---------- TEXTO FORNECIDO

Doutrina Monroe Redux: militares dos EUA tentando “excluir” a China e a Rússia de recursos estratégicos na América Latina

Nick Corbishley – 24 de janeiro 2023

“Em muitos dos NOSSOS países nesta região, [a RPC] é o parceiro comercial número um, sendo os Estados Unidos o número dois na maioria dos casos”: General Laura Richardson, USSOUTHCOM.

Como os nossos leitores regulares provavelmente já sabem, a Comandante do Comando Sul dos EUA (USSOUTHCOM), General Laura Richardson, tem um talento raro para dizer as partes silenciosas em voz alta. Esse talento esteve em exibição total em uma entrevista recente com o think tank de Washington, o Atlantic Council, na última quinta-feira (19 de janeiro). Em um clipe de 90 segundos (apresentado abaixo), Richardson expôs em termos francamente convincentes por que os EUA estão demonstrando um interesse renovado na América Latina: os abundantes recursos naturais da região.

“Nossos” Países da América Latina

Esses recursos incluem elementos de terras raras, lítio, ouro, petróleo, gás natural, petróleo bruto leve (enormes depósitos foram encontrados na costa da Guiana), cobre, colheitas abundantes de alimentos e água doce. E o governo e os militares dos EUA, e as corporações cujos interesses eles servem, estão de olho em todos eles. Como o jornalista e apresentador argentino Carlos Montero lamentou em um tweet, seria bom viver em um mundo em que os Estados Unidos não estivessem interessados ​​na América Latina pelas riquezas que poderia saquear, mas em ajudá-la a se libertar de ser a região mais desigual do mundo.

--------------------

§ TAREFAS E EXERCÍCIOS:
a) Segundo o artigo sobre a Doutrina Monroe, por que os EUA estão mostrando um interesse renovado na América Latina? Explique em uma a três frases.
b) Dê sequência ao artigo sobre a Doutrina Monroe, começando logo depois da última frase apresentada.

---------- DADOS FORNECIDOS

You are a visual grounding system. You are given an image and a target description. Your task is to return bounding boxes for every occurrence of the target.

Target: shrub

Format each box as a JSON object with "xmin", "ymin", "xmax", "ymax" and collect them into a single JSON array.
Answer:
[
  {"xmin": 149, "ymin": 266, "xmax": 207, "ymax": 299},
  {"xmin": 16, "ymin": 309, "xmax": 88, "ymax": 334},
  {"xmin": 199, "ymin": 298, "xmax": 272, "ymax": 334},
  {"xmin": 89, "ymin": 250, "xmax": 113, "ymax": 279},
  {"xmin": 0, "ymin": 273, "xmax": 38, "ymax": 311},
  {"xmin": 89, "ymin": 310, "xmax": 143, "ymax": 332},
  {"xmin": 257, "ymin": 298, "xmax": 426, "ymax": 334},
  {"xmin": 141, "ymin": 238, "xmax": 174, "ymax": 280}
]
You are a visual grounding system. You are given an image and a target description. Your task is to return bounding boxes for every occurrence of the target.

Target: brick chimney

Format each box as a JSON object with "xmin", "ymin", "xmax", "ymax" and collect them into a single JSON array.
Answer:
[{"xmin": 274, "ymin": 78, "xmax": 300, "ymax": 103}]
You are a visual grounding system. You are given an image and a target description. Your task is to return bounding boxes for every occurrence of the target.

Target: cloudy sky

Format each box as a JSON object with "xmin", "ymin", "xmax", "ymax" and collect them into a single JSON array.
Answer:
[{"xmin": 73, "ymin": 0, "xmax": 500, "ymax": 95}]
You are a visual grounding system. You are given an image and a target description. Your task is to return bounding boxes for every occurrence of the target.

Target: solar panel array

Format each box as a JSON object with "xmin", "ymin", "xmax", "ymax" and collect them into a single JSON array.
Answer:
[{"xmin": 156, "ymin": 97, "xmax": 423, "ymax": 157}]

--------------------

§ RESULTADOS FINAIS:
a) Por causa dos abundantes recursos naturais da região, como elementos de terras raras, lítio, ouro, petróleo, gás natural, petróleo bruto leve, cobre, alimentos e água doce. Foi isso que a General Laura Richardson expôs na entrevista ao Atlantic Council.

b)
Uma preocupação ainda maior para os EUA é que muitos dos recursos da América Latina estão sendo vendidos para seu adversário número um, a República Popular da China (RPC). Seu adversário número dois é, claro, a Rússia, com quem vários países latino-americanos têm laços militares estreitos. Como Richardson disse à audiência virtual do Atlantic Council (grifo meu), “em muitos de nossos países nesta região, [a RPC] é o parceiro comercial número um, com os Estados Unidos em segundo lugar na maioria dos casos”. Ela então se corrigiu desajeitadamente: “Não na maioria dos casos, eu diria que em alguns casos.”

Notavelmente, ela não corrigiu o lapso freudiano, “nosso”. Como eu disse, ela tem o dom de dizer as partes silenciosas em voz alta.

Elementos de terras raras, lítio, petróleo, petróleo leve e doce, cobre, ouro, Amazônia e água doce.

É isso que os Estados Unidos querem saquear da América Latina e do Caribe.pic.twitter.com/Q9Rh5XP0jB

— Kawsachun News (@KawsachunNews)21 de janeiro de 2023

A realidade é que a China já é o maior parceiro comercial da América do Sul. Os EUA ainda dominam a América Central e ainda são o maior parceiro comercial da região como um todo. Mas isso se deve principalmente aos seus gigantescos fluxos comerciais com o México, que respondem por 71% de todo o comércio EUA-LatAm. Como a Reuters noticiou em junho, se você tirar o México da equação, a China já ultrapassou os EUA como o maior parceiro comercial da América Latina. Excluindo o México, os fluxos comerciais totais – ou seja, importações e exportações – entre a China e a América Latina atingiram US$ 247 bilhões no ano passado, muito acima dos US$ 173 bilhões dos EUA.

Os EUA estão agora em uma corrida desesperada para voltar no tempo. Para isso, está reformulando a Doutrina Monroe, uma posição de política externa americana de 200 anos que se opunha ao colonialismo europeu no continente americano. Sustentava que qualquer intervenção nos assuntos políticos das Américas por potências estrangeiras era um ato potencialmente hostil contra os Estados Unidos. Agora, está aplicando essa doutrina à China e à Rússia.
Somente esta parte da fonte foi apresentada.